*** EXTRAIT DU DOCUMENT
Sainte-Sophie à la merci du nouvel empire ottoman

« L’homme politique qui a besoin des secours de la religion pour gouverner n’est qu’un lâche ! […] Or, jamais un lâche ne devrait être investi des fonctions de chef de l’État. »
Kemal Atatürk

« Sainte-Sophie, Sainte-Sophie ! »

Si la découverte de l’Amérique par Christophe Colomb avait été télévisée en direct, j’aurais été le premier des téléspectateurs, c’est-à-dire ici dans mon salon, face à mon écran de télévision. Et j’aurais entendu en direct de la hune une voix crier : « Terre droit devant nous ! Terre, terre à l’avant ! ». Et j’aurais exulté.

Vous aussi, vous auriez jubilé. Vous auriez été un bon petit bourgeois blanc de moins de cinquante ans pour reprendre les termes essentialisants des nouveaux racialistes, un petit béotien, conquérant et naïf comme un citoyen payant ses impôts et ne profitant pas des mannes de la distribution sociale, espérant avec certitude le bonheur du progrès à venir.

Cette semaine, en revanche, il faudrait davantage que la transformation de l’ancienne basilique de Sainte-Sophie en mosquée pour soulever votre esprit inétonnable. Vous ressentiriez cette conversion comme une déchéance. Au lieu de vivre dans l’ivresse ce moment où l’esprit humain s’enkyste entre deux continents, vous croyez qu’il est plus sage d’expliquer et de ratiociner.

Vous trouvez ridicule une évocation de Colomb ? Je vous l’accorde, elle est stupide. Elle a surgi en moi, bêtement. Je reconnais qu’entre cet évènement de 1492 et cette transsubstantiation de 2020, aucune comparaison n’est possible. Jadis, l’européen découvrait le Nouveau Monde ; maintenant l’islamiste ne fait que prendre en otage l’Autre Monde.

Hier, l’amiral de leurs Majestés très catholiques rencontrait, de l’autre côté de l’Atlantique, d’autres hommes que l’on allait traiter comme d’autres hommes. On le leur fit bien voir. On les pilla, les asservit, les extermina. Aujourd’hui, le fruit du laisser-faire des pays des Lumières s’engouffre dans la lâcheté des Européens. 

Vous discutez de ma colère en m’invitant que l’humanité ne tirera pas de cette métamorphose une once de bonheur. Vous n’êtes pas le dernier à le prétendre. D’autres le diront sentencieusement demain. Et regretteront leur indignité. Vous n’êtes pas non plus le premier à le penser. Je ne doute pas qu’il se trouva quelque grand de France ou de Belgique ou d’Allemagne pour saluer le nouvel empereur ottoman d’un bon sens aussi irréfutable. Je vous donne une nouvelle fois raison.
******
*** DONNÉES FOURNIES
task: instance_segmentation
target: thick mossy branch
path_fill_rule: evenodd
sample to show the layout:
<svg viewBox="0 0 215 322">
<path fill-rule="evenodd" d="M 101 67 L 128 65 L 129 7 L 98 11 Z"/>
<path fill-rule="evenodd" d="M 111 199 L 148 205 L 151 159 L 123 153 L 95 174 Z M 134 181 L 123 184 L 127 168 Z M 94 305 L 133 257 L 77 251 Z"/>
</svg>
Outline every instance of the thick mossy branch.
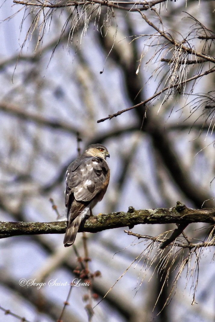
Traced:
******
*** DONNÉES FOURNIES
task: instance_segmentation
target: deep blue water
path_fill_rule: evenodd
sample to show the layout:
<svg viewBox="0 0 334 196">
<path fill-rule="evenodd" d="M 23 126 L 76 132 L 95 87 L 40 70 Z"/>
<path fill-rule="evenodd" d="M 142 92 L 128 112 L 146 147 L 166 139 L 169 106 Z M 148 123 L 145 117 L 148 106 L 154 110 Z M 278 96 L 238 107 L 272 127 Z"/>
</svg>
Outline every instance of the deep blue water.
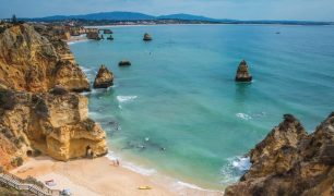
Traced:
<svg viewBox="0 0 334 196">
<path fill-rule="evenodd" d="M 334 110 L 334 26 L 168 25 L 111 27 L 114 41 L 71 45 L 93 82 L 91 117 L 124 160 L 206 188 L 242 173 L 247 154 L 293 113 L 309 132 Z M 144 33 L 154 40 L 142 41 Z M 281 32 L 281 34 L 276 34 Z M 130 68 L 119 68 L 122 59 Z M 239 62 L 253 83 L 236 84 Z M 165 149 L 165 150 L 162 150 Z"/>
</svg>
******
*** DONNÉES FOURNIES
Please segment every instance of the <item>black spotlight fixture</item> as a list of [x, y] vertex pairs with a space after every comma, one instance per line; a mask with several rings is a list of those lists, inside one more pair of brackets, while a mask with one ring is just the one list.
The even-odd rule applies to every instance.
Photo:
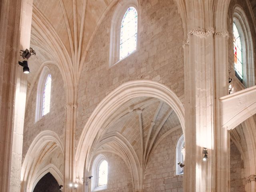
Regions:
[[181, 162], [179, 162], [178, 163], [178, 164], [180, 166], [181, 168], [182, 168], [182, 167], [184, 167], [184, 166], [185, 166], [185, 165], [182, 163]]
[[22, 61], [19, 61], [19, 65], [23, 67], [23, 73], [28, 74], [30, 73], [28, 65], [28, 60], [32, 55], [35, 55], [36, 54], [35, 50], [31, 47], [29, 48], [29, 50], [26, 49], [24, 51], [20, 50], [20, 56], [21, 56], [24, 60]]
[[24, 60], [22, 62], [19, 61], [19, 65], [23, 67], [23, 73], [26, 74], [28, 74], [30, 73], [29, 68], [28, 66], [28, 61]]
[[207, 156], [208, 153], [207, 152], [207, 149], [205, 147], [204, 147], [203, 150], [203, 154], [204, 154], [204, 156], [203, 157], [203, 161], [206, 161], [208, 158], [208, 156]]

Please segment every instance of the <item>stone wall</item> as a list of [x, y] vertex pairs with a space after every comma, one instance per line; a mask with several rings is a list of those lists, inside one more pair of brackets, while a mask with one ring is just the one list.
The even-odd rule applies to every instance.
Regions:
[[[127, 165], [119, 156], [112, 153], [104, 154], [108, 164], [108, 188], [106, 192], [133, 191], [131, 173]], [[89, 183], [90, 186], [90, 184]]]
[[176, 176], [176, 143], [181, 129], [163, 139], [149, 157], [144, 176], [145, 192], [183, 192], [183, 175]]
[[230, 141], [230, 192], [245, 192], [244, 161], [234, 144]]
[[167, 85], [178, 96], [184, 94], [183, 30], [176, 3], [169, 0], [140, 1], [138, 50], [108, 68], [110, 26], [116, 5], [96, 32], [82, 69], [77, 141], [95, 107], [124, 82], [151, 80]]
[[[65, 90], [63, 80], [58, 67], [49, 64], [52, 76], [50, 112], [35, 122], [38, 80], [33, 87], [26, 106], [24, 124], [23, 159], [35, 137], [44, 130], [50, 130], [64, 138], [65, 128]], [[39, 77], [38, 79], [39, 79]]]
******
▶ _EXERCICES PROPOSÉS_:
a – Imprimez le passage du texte sur Sainte-Sophie qui va de « Kemal Atatürk » jusqu’à « Et j’aurais exulté. » inclus.
b – Pour chaque affirmation, dites si elle concorde avec le texte sur Sainte-Sophie en répondant par oui ou non, et citez les mots qui tranchent. (i) L’auteur qualifie de stupide son évocation de Colomb. (ii) L’auteur juge possible une comparaison entre l’évènement de 1492 et celui de 2020. (iii) La transformation de l’ancienne basilique en mosquée a lieu cette semaine.
c – Poursuivez le texte sur Sainte-Sophie après sa dernière phrase.
Les lignes n’ont aucune utilité ici.

▶ _CORRIGÉ PAR EXERCICE_:
a –
Kemal Atatürk

« Sainte-Sophie, Sainte-Sophie ! »

Si la découverte de l’Amérique par Christophe Colomb avait été télévisée en direct, j’aurais été le premier des téléspectateurs, c’est-à-dire ici dans mon salon, face à mon écran de télévision. Et j’aurais entendu en direct de la hune une voix crier : « Terre droit devant nous ! Terre, terre à l’avant ! ». Et j’aurais exulté.

b –
(i) Oui : « Je vous l’accorde, elle est stupide. »
(ii) Non : « aucune comparaison n’est possible »
(iii) Oui : « Cette semaine, en revanche, il faudrait davantage que la transformation de l’ancienne basilique de Sainte-Sophie en mosquée »

c –
Vous constatez avec réalisme que tout cela n’est que propagande, feu d’artifice, poudre aux yeux des frères musulmans qui dirigent désormais avec dédain la République d’Atatürk. Et que le côté mise en scène méprisant n’est pas l’aspect le moins génial de cette transfiguration. Les descendants de Soliman le Magnifique sont de grands maîtres de ballet !

Vous croyez me mettre à la raison en m’énumérant tous les problèmes qui restent entiers. J’avoue qu’aucun de ceux-ci n’est résolu. La non reconnaissance du génocide des Arméniens, l’agression contre la Syrie, l’ingérence dans les affaires intérieures des pays occidentaux, le massacre des Kurdes et des Assyro-Chaldéens, la tentative de mainmise sur la Libye, les menaces en Méditerranée… La lecture des journaux qui viennent de tomber me le démontre à l’évidence. Le nouvel Mehmet II a encore une fois réussi la prise de Constantinople, dernier vestige de l’empire romain. 

Quant aux nations européennes, elles sont confrontées au problème le plus formidable qui puisse être posé à des gouvernements légalement constitués : « comment recevoir le diable en personne ? Que faire du diable lui-même ? »

Pourtant, je suis heureux, je vous l’avoue. Ce moment aurait pu ne pas exister et voici que nous avons eu la chance de le vivre. Ah, que notre époque est formidable ! c’est pourquoi je juge votre sagesse mesquine. Je préfère l’attitude de M. Trump : « Rien ne prouve que c’est le coronavirus qui ait atteint les USA. » Voilà une position d’homme d’État.

Probablement d’ailleurs — pardonnez-moi ma manie — qu’en apprenant la transformation de Sainte-Sophie en mosquée, quelque homme de bien doit affirmer sans rire : « Rien ne prouve qu’Erdogan dirige la Turquie. » Or, cet homme a raison : Erdogan, vous le savez bien, ne dirige pas seulement la Turquie, il manipule toute l’Europe occidentale.